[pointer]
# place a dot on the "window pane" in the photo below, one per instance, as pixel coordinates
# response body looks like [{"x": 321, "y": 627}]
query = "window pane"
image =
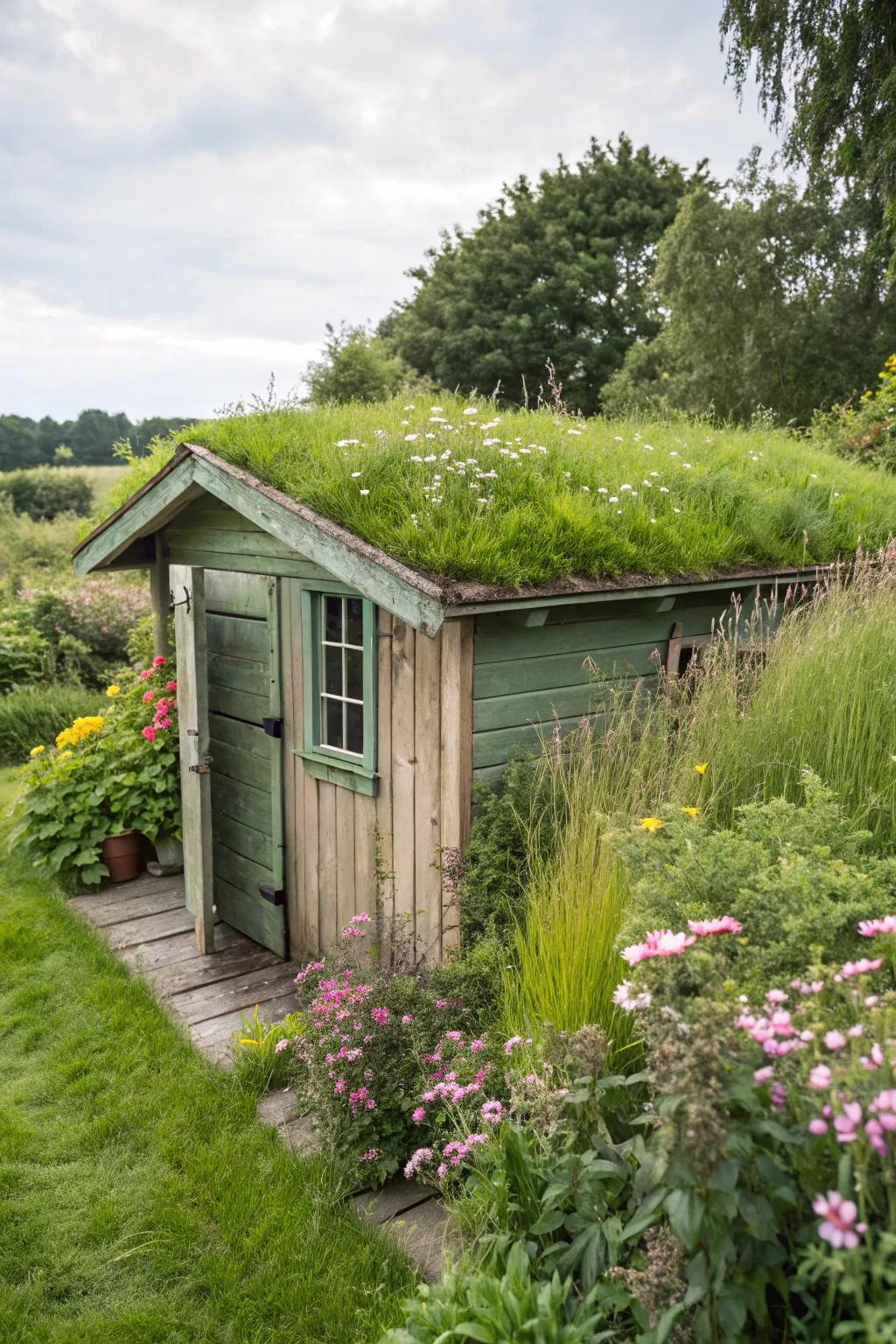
[
  {"x": 333, "y": 619},
  {"x": 332, "y": 669},
  {"x": 355, "y": 726},
  {"x": 355, "y": 674},
  {"x": 355, "y": 634},
  {"x": 333, "y": 724}
]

Problem statement:
Reproduce all of the data above word for word, leaving out the image.

Full output:
[pointer]
# place a dot on the "window pane" in the photo below, one per instance, as pixel coordinates
# response body looks like [{"x": 321, "y": 627}]
query = "window pane"
image =
[
  {"x": 333, "y": 619},
  {"x": 332, "y": 669},
  {"x": 355, "y": 726},
  {"x": 355, "y": 674},
  {"x": 355, "y": 634},
  {"x": 333, "y": 724}
]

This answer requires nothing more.